Perhaps those who have heard well produced digitally remastered versions of those otherwise obtuse early mono releases on phono. 😉
Old recordings are a goldmine of great music and interesting sound that those who were weaned on music from The Beatles era and newer often tend to completely overlook. That was the golden age of hifi when it was all new and people cared about good sound and therefore so did the recording industry.
Perhaps those who have heard well made digitally remastered versions of those otherwise obtuse early mono releases on phono. 😉
the point being of course that those early mono recordings were never obtuse; they simply required the proper tools to access them. and agree that digital transfers from the tapes is one of those tools.
while those digital transfers (which i listen to too) don’t get close to a proper mono cartridge reading (or the tape itself), they are still an example of the idea of a great system helping to access music thought to be less than great.
Poorer older quality cooms from a qobuz stream.
I'm not a streamer, so can't help on this.
That's an entirely different subject (new thread?), in terms of streaming services, high-res vs. xxx, and the real issue you're looking for... finding and identifying good digital source material. Different mastering, alternate recordings, and which content providers have more variety and higher-quality material. Must be lots of info on this forum, including some recent threads I believe.

- **Problems**:
(a) According to the forum discussion, why did the recording industry care about good sound during the golden age of hifi? Answer in one to three sentences.
(b) Answer these questions from the forum discussion, one line each:
(i) Which listeners often overlook old recordings?
(ii) What does one writer call digital transfers from the tapes?
(iii) Why can the writer who says "can't help on this" offer no help?
(c) Retype everything in the forum discussion from "while those digital" down to "a qobuz stream.".

- **Extracted records**:
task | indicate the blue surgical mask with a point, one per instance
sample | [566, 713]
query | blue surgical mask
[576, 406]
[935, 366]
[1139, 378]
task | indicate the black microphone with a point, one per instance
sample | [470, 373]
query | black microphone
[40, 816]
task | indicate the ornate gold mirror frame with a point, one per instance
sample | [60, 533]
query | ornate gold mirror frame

- **Answer set**:
(a) The recording industry cared about good sound because people cared about it. Hifi was all new then, and the industry followed the public's interest in good sound.

(b)
(i) Listeners who were weaned on music from The Beatles era and newer.
(ii) One of the tools for accessing early mono recordings.
(iii) That writer is not a streamer.

(c)
while those digital transfers (which i listen to too) don’t get close to a proper mono cartridge reading (or the tape itself), they are still an example of the idea of a great system helping to access music thought to be less than great.
Poorer older quality cooms from a qobuz stream.